Stored records:
★ ★ ★ ★ ★ ★ ★

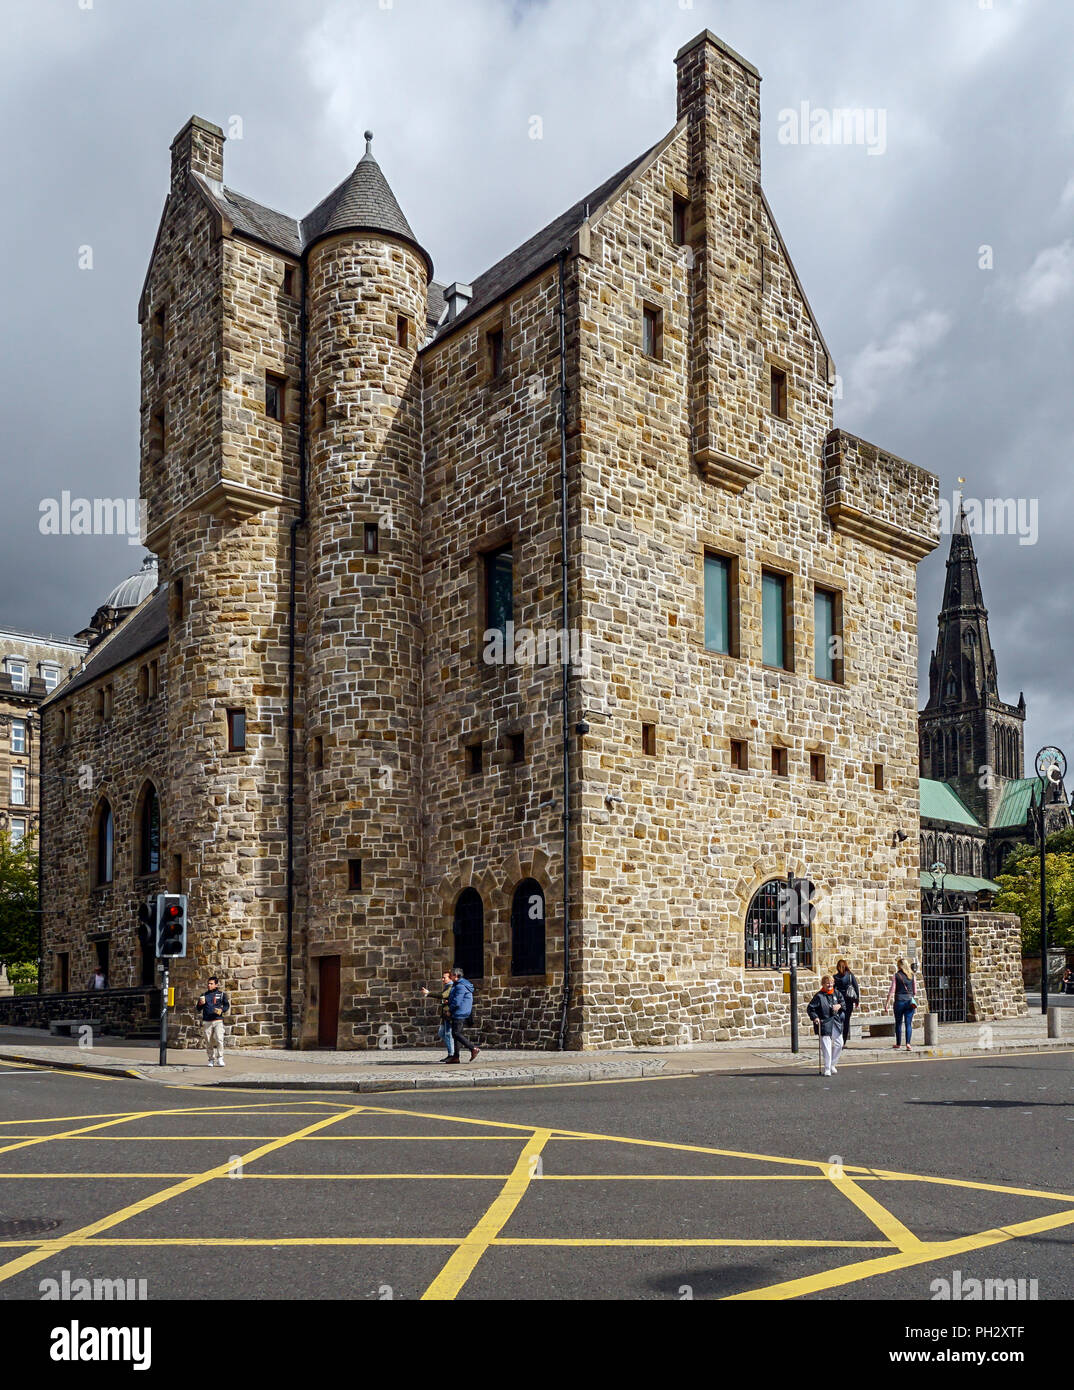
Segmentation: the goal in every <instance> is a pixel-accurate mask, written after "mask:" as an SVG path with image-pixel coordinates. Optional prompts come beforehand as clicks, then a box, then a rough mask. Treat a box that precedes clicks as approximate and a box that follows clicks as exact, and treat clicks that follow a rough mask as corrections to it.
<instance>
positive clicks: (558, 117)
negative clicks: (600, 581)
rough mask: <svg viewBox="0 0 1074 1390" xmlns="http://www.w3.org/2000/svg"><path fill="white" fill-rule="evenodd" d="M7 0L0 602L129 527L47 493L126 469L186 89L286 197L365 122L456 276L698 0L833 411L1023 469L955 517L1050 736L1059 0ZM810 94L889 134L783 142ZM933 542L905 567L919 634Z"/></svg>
mask: <svg viewBox="0 0 1074 1390" xmlns="http://www.w3.org/2000/svg"><path fill="white" fill-rule="evenodd" d="M85 3H86V0H83V4H85ZM3 24H4V29H6V35H4V40H6V42H4V43H3V49H1V51H3V57H0V78H3V95H1V96H0V110H1V111H3V115H4V129H6V132H7V135H8V139H7V143H6V147H4V154H3V179H1V185H0V186H1V189H3V206H4V207H6V208H7V210H8V215H7V217H6V218H4V221H3V224H0V228H1V229H0V245H1V246H3V264H4V267H6V289H4V299H6V303H4V309H6V313H4V328H6V332H4V335H3V346H1V347H0V352H1V353H3V357H1V359H0V364H1V368H3V377H1V379H3V410H4V424H6V428H4V482H6V488H4V493H6V496H4V503H6V505H4V531H3V537H4V542H6V543H4V546H3V550H1V552H0V582H1V588H0V592H3V605H0V619H1V620H3V621H7V623H14V624H17V626H22V627H32V628H42V630H51V631H60V632H69V631H74V630H76V628H78V627H82V626H83V623H85V621H86V620H88V617H89V616H90V613H92V610H93V609H94V607H96V606H97V603H99V602H100V600H101V599H103V596H104V595H106V594H107V591H108V588H111V585H113V584H114V582H117V581H118V580H119V578H122V577H124V574H126V573H129V571H132V570H135V569H136V567H138V563H139V560H140V555H142V552H140V549H138V548H132V546H129V545H128V543H126V541H125V539H124V538H115V537H111V538H108V537H94V538H89V537H86V538H82V537H43V535H40V532H39V528H38V523H39V503H40V500H42V499H43V498H50V496H57V498H58V496H60V493H61V492H63V489H68V491H69V492H71V493H72V495H75V496H90V498H93V496H110V498H119V496H128V495H135V493H136V491H138V404H139V399H138V346H139V334H138V324H136V317H135V316H136V303H138V295H139V291H140V286H142V279H143V275H144V270H146V264H147V260H149V253H150V249H151V245H153V236H154V232H156V225H157V220H158V217H160V210H161V204H163V200H164V193H165V190H167V181H168V145H170V142H171V139H172V136H174V135H175V132H176V131H178V129H179V128H181V125H182V124H183V122H185V120H186V118H188V117H189V115H190V114H193V113H197V114H201V115H206V117H208V118H210V120H214V121H217V122H218V124H221V125H224V126H225V129H226V128H228V125H229V121H231V118H232V117H239V118H240V120H242V135H243V138H242V139H231V140H229V142H228V146H226V153H225V158H226V174H225V177H226V179H228V182H229V183H231V185H232V186H235V188H239V189H242V190H243V192H247V193H250V195H251V196H254V197H257V199H260V200H261V202H265V203H268V204H271V206H274V207H279V208H283V210H286V211H289V213H292V214H301V213H304V211H307V210H308V208H310V207H311V206H313V204H314V203H315V202H317V200H318V199H320V197H321V196H322V195H324V193H325V192H327V190H328V189H331V188H332V186H333V185H335V183H336V182H338V181H339V179H340V178H342V177H343V175H345V174H346V172H347V170H349V168H350V165H352V164H353V163H354V160H356V158H357V157H358V154H360V153H361V142H360V132H361V129H363V128H364V126H365V125H367V124H371V125H374V128H375V129H377V131H378V142H377V152H378V156H379V157H381V160H382V164H383V167H385V172H386V174H388V177H389V179H390V182H392V185H393V188H395V190H396V193H397V195H399V197H400V203H402V206H403V208H404V211H406V213H407V215H408V218H410V221H411V225H413V227H414V228H415V232H417V235H418V238H420V239H421V240H422V243H424V245H425V246H427V247H428V249H429V252H431V253H432V256H433V260H435V261H436V267H438V277H439V278H442V279H445V278H446V279H454V278H461V279H467V278H471V277H472V275H475V274H478V272H479V271H481V270H482V268H485V267H486V265H488V264H490V263H492V261H493V260H496V259H497V257H499V256H502V254H503V253H504V252H506V250H509V249H510V247H511V246H513V245H515V243H517V242H520V240H521V239H524V238H525V236H527V235H528V234H529V232H532V231H535V229H536V228H538V227H540V225H542V224H543V222H545V221H547V220H549V218H552V217H553V215H556V214H557V213H559V211H561V210H563V207H565V206H568V204H570V203H571V202H572V200H574V199H575V197H578V196H581V195H582V193H584V192H585V190H586V188H590V186H595V185H596V183H599V182H600V181H602V179H603V178H604V177H606V175H607V174H609V172H610V171H611V170H614V168H618V167H620V165H622V164H624V163H627V160H629V158H631V157H634V156H635V154H636V153H638V152H639V150H642V149H645V147H646V146H647V145H650V143H653V140H656V139H657V138H659V136H660V135H661V133H663V132H664V131H666V129H667V128H668V126H670V125H671V122H672V121H674V65H672V60H674V54H675V50H677V49H678V46H679V44H681V43H682V42H685V40H686V39H688V38H691V36H692V35H693V33H696V32H697V31H699V29H702V28H704V26H710V28H713V29H714V31H716V32H717V33H720V35H721V36H722V38H724V39H727V42H729V43H731V44H734V46H735V47H736V49H738V50H739V51H741V53H743V54H745V56H746V57H747V58H750V60H752V61H753V63H754V64H756V65H757V67H759V68H760V71H761V74H763V76H764V82H763V86H761V97H763V122H764V182H766V190H767V193H768V197H770V202H771V204H773V208H774V211H775V215H777V218H778V220H779V224H781V229H782V231H784V235H785V238H786V240H788V245H789V247H791V253H792V256H793V259H795V263H796V265H798V270H799V272H800V275H802V279H803V282H804V286H806V291H807V293H809V296H810V300H811V303H813V307H814V311H816V313H817V316H818V318H820V322H821V327H823V329H824V334H825V336H827V339H828V343H829V346H831V349H832V353H834V356H835V361H836V368H838V371H839V374H841V384H842V399H841V400H839V402H838V406H836V418H838V421H839V424H842V425H845V427H846V428H848V430H852V431H854V432H857V434H861V435H864V436H866V438H868V439H873V441H874V442H877V443H881V445H882V446H885V448H888V449H891V450H893V452H896V453H899V455H903V456H904V457H909V459H911V460H913V461H916V463H920V464H923V466H924V467H928V468H931V470H934V471H935V473H938V474H939V477H941V491H942V495H945V496H948V498H950V495H952V492H953V488H955V481H956V478H957V477H959V475H964V477H966V478H967V493H968V495H970V496H977V498H996V496H1000V498H1023V499H1036V500H1038V502H1039V516H1038V524H1039V535H1038V537H1036V543H1034V545H1020V543H1018V537H1017V535H1013V537H1010V535H1005V537H980V538H977V550H978V557H980V562H981V575H982V582H984V588H985V599H986V602H988V603H989V605H991V627H992V639H993V645H995V648H996V655H998V662H999V677H1000V687H1002V692H1003V695H1005V698H1007V699H1017V694H1018V689H1024V691H1025V696H1027V701H1028V703H1030V720H1028V731H1027V744H1028V745H1031V749H1032V748H1035V746H1036V745H1038V744H1041V742H1045V741H1057V742H1060V744H1066V745H1067V748H1068V751H1070V752H1071V753H1073V755H1074V714H1071V709H1070V701H1068V698H1067V684H1068V667H1070V659H1071V639H1070V631H1071V623H1070V617H1071V614H1070V602H1068V599H1067V580H1066V571H1067V546H1066V538H1067V535H1068V534H1070V531H1071V516H1073V513H1074V496H1073V495H1071V493H1073V484H1071V470H1070V443H1068V439H1070V425H1068V420H1067V416H1068V409H1070V407H1068V385H1067V382H1068V377H1070V338H1071V335H1070V321H1071V307H1074V182H1071V181H1073V179H1074V158H1073V157H1071V149H1073V147H1074V146H1073V142H1071V136H1073V135H1074V99H1073V97H1071V93H1070V83H1068V81H1067V74H1066V64H1067V57H1068V53H1070V51H1071V39H1073V38H1074V15H1073V14H1071V11H1070V8H1068V7H1067V6H1064V4H1061V3H1059V0H1056V3H1052V4H1043V3H1042V4H1028V3H1027V4H1017V3H1013V0H993V3H992V6H991V7H989V6H982V4H978V3H974V0H904V3H900V4H898V6H889V4H861V3H860V0H856V3H853V4H850V3H846V4H843V3H827V4H824V6H817V4H800V3H777V0H770V3H764V0H761V3H757V0H750V3H724V4H706V3H703V0H696V3H695V4H693V6H685V7H684V6H682V4H681V3H678V0H654V3H643V4H628V6H624V4H613V3H611V0H546V3H540V4H506V3H504V4H499V3H493V0H456V3H453V4H442V3H431V0H393V3H385V0H381V3H378V0H350V3H339V4H331V3H327V0H303V3H297V0H296V3H267V0H256V3H254V0H229V3H220V0H153V3H146V0H93V4H92V6H90V7H89V8H82V7H81V6H79V3H78V0H51V3H43V0H14V3H13V0H8V3H7V6H6V7H4V21H3ZM803 101H807V103H810V110H814V111H816V110H818V108H820V110H828V111H829V110H832V108H841V107H842V108H863V110H866V108H868V110H871V111H873V113H881V111H882V113H884V136H885V140H884V149H882V153H875V154H871V153H868V149H867V147H864V146H861V145H857V146H854V145H850V146H835V145H827V146H825V145H817V143H809V145H803V143H785V140H784V139H781V131H782V132H784V135H786V121H781V113H785V111H800V106H802V103H803ZM535 115H536V117H539V118H540V138H539V139H534V138H532V135H534V129H535V128H534V125H532V118H534V117H535ZM82 246H89V247H92V254H93V270H79V268H78V250H79V247H82ZM981 247H991V257H992V268H991V270H988V268H980V264H978V263H980V259H981V257H982V256H984V257H985V260H986V254H985V253H982V252H981ZM945 556H946V542H945V543H943V545H942V546H941V550H939V552H936V553H935V555H934V556H931V557H930V559H928V560H927V562H924V564H923V566H921V569H920V605H921V606H920V635H921V655H923V666H924V663H927V659H928V652H930V649H931V645H932V641H934V637H935V614H936V612H938V607H939V600H941V592H942V584H943V560H945Z"/></svg>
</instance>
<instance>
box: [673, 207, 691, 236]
mask: <svg viewBox="0 0 1074 1390" xmlns="http://www.w3.org/2000/svg"><path fill="white" fill-rule="evenodd" d="M689 213H691V204H689V203H688V200H686V199H685V197H679V196H678V195H675V197H672V200H671V239H672V240H674V243H675V246H685V245H686V235H688V231H689Z"/></svg>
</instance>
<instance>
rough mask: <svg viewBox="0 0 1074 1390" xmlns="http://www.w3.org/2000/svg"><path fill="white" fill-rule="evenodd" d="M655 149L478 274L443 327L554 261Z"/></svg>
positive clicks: (646, 152) (507, 289)
mask: <svg viewBox="0 0 1074 1390" xmlns="http://www.w3.org/2000/svg"><path fill="white" fill-rule="evenodd" d="M654 149H656V145H652V146H650V147H649V149H647V150H645V153H643V154H639V156H638V158H636V160H631V163H629V164H627V165H624V167H622V168H621V170H620V171H618V174H613V175H611V178H609V179H604V182H603V183H602V185H600V186H599V188H595V189H593V192H592V193H586V196H585V197H579V199H578V202H577V203H575V204H574V206H572V207H568V208H567V211H565V213H561V214H560V217H557V218H556V220H554V221H553V222H549V225H547V227H543V228H542V229H540V231H539V232H536V235H534V236H531V238H529V240H528V242H522V245H521V246H518V247H517V249H515V250H513V252H511V253H510V256H504V257H503V260H499V261H496V264H495V265H493V267H490V268H489V270H486V271H485V274H484V275H478V278H477V279H475V281H474V297H472V299H471V300H470V303H468V304H467V307H465V309H464V310H463V313H461V314H458V317H457V318H453V320H452V322H450V324H445V325H443V329H442V331H445V332H446V331H449V329H452V331H453V329H456V328H457V327H458V325H460V324H464V322H465V321H467V320H470V318H472V317H474V316H475V314H479V313H482V310H485V309H488V307H489V304H493V303H495V302H496V300H497V299H500V297H502V296H503V295H506V293H507V292H509V291H511V289H514V288H515V285H521V284H522V281H525V279H529V277H531V275H536V272H538V271H539V270H543V268H545V267H546V265H550V264H552V263H553V261H554V260H556V257H557V256H559V253H560V252H561V250H563V247H564V246H565V245H567V242H568V240H570V239H571V236H574V234H575V232H577V231H578V228H579V227H581V225H582V222H584V221H585V220H586V217H588V215H589V214H590V213H595V211H596V210H597V207H600V204H602V203H604V202H606V200H607V199H609V197H611V195H613V193H614V192H616V189H617V188H618V186H620V183H622V182H624V181H625V179H628V178H629V177H631V174H632V172H634V171H635V170H636V168H638V167H639V165H641V164H643V163H645V161H646V160H647V158H649V156H650V154H652V153H653V150H654Z"/></svg>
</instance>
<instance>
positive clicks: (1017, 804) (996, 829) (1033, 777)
mask: <svg viewBox="0 0 1074 1390" xmlns="http://www.w3.org/2000/svg"><path fill="white" fill-rule="evenodd" d="M1039 785H1041V784H1039V781H1038V780H1036V778H1035V777H1018V778H1017V781H1010V783H1007V785H1006V787H1005V788H1003V796H1002V798H1000V802H999V808H998V810H996V819H995V820H993V821H992V827H993V830H1002V828H1005V827H1006V826H1024V824H1025V815H1027V812H1028V810H1030V806H1032V805H1035V802H1036V791H1038V788H1039Z"/></svg>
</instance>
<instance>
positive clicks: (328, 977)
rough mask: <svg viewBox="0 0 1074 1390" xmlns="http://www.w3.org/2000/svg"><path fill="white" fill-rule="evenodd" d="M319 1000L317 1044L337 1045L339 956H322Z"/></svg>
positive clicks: (338, 1020) (320, 1045)
mask: <svg viewBox="0 0 1074 1390" xmlns="http://www.w3.org/2000/svg"><path fill="white" fill-rule="evenodd" d="M318 986H320V992H318V1002H317V1045H318V1047H335V1045H336V1033H338V1030H339V956H321V958H320V974H318Z"/></svg>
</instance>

★ ★ ★ ★ ★ ★ ★

▶ Request
Reproduce as a numbered list everything from the beginning of the records through the line containing "0L0 602L129 527L47", omitting the pictures and any blank lines.

▶ Solution to the exercise
1. Segmentation: the goal in every <instance> is a pixel-accurate mask, written after "mask:" as an SVG path with image-pixel coordinates. Optional prompts come beforehand as clicks, then a box, then a rough mask. Treat a box that precedes clicks as approximate and a box that follows clicks as exact, and treat clicks that follow a rough mask as corrections to it.
2. <instance>
3. positive clicks: (558, 117)
4. negative clicks: (600, 581)
5. rough mask: <svg viewBox="0 0 1074 1390" xmlns="http://www.w3.org/2000/svg"><path fill="white" fill-rule="evenodd" d="M7 0L0 602L129 527L47 493L126 469L186 89L286 197L365 122L456 276L698 0L833 411L1023 469L955 517L1050 736L1059 0ZM810 94L889 134L783 142ZM933 542L905 567L919 634Z"/></svg>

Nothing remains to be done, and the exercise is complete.